Stored entries:

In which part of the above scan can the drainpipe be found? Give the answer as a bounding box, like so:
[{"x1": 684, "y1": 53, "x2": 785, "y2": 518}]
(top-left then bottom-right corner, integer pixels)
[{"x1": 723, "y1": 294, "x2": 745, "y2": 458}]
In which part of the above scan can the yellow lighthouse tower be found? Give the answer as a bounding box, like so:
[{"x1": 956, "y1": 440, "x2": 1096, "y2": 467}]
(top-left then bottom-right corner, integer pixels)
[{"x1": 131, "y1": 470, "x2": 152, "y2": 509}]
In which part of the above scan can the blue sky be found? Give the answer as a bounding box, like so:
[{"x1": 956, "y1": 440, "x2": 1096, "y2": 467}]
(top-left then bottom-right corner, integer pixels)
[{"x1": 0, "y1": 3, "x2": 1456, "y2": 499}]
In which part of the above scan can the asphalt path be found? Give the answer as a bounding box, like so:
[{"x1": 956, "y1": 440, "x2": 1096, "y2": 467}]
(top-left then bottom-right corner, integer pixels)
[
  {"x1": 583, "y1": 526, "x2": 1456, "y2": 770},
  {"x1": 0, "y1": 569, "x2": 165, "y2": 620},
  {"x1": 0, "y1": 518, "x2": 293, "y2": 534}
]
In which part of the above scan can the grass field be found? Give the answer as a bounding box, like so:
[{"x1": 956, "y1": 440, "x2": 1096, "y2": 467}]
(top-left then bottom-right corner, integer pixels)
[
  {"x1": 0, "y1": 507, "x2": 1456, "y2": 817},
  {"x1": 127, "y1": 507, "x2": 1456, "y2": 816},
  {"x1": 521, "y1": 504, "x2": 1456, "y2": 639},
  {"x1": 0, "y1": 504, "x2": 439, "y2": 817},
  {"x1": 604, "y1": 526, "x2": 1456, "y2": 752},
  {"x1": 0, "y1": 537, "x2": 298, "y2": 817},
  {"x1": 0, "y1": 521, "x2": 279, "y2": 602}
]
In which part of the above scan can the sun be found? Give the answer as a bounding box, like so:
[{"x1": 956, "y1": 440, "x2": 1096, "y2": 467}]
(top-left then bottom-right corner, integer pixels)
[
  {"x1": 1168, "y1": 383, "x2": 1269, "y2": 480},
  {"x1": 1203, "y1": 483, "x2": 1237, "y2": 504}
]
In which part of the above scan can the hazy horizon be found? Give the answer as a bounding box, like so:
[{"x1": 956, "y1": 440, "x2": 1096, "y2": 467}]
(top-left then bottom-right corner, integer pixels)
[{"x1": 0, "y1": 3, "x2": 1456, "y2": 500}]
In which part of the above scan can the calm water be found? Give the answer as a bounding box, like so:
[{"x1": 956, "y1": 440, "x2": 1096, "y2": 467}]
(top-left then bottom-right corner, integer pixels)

Short exercise: Update the lines above so that "integer pixels" becomes "whole-number pixels" wherever it appears, keeping everything else as it is.

Solution to the exercise:
In which part of the above scan can the drainpipe be found? Give the answer as a bounding box, like so:
[{"x1": 684, "y1": 53, "x2": 785, "y2": 518}]
(top-left then bottom-right corner, whole-number pixels)
[{"x1": 723, "y1": 294, "x2": 745, "y2": 458}]
In which part of the above scan can the yellow lighthouse tower be found? Give the answer as a bounding box, like so:
[{"x1": 956, "y1": 440, "x2": 1096, "y2": 467}]
(top-left then bottom-right corner, whole-number pixels)
[{"x1": 131, "y1": 470, "x2": 152, "y2": 509}]
In which part of the above scan can the blue sky be found? Give the answer as a bounding box, like so:
[{"x1": 956, "y1": 440, "x2": 1096, "y2": 467}]
(top-left then bottom-right corner, whole-number pixels)
[{"x1": 0, "y1": 3, "x2": 1456, "y2": 499}]
In which part of the above scan can the asphalt path be found? Give the answer as a bounding box, like so:
[{"x1": 956, "y1": 440, "x2": 1096, "y2": 467}]
(top-left then bottom-right corner, whole-number pixels)
[
  {"x1": 583, "y1": 526, "x2": 1456, "y2": 770},
  {"x1": 0, "y1": 569, "x2": 165, "y2": 620},
  {"x1": 0, "y1": 518, "x2": 293, "y2": 534}
]
In which part of the above scan can the grass field be found? Give the answer as a bounding box, like so:
[{"x1": 956, "y1": 440, "x2": 1096, "y2": 467}]
(top-left then bottom-right corner, whole-number pixels)
[
  {"x1": 0, "y1": 507, "x2": 1456, "y2": 817},
  {"x1": 127, "y1": 507, "x2": 1456, "y2": 816},
  {"x1": 521, "y1": 504, "x2": 1456, "y2": 639},
  {"x1": 0, "y1": 504, "x2": 439, "y2": 817},
  {"x1": 604, "y1": 526, "x2": 1456, "y2": 752},
  {"x1": 0, "y1": 537, "x2": 298, "y2": 817},
  {"x1": 0, "y1": 521, "x2": 279, "y2": 602}
]
In which part of the above scan can the sun be found? Give the answer as a bounding box, like so:
[{"x1": 956, "y1": 440, "x2": 1096, "y2": 467}]
(top-left then bottom-right corner, whole-number pixels)
[
  {"x1": 1168, "y1": 383, "x2": 1269, "y2": 480},
  {"x1": 1203, "y1": 483, "x2": 1237, "y2": 504}
]
In which part of the above scan can the hazy horizon be found? Give the answer as a bounding box, like so:
[{"x1": 956, "y1": 440, "x2": 1096, "y2": 467}]
(top-left then bottom-right corner, whole-number pixels)
[{"x1": 0, "y1": 3, "x2": 1456, "y2": 500}]
In which part of the above scan can the calm water be found? Give the answer as a bounding box, like so:
[{"x1": 956, "y1": 440, "x2": 1096, "y2": 467}]
(top-left then bottom-right corner, whole-number pixels)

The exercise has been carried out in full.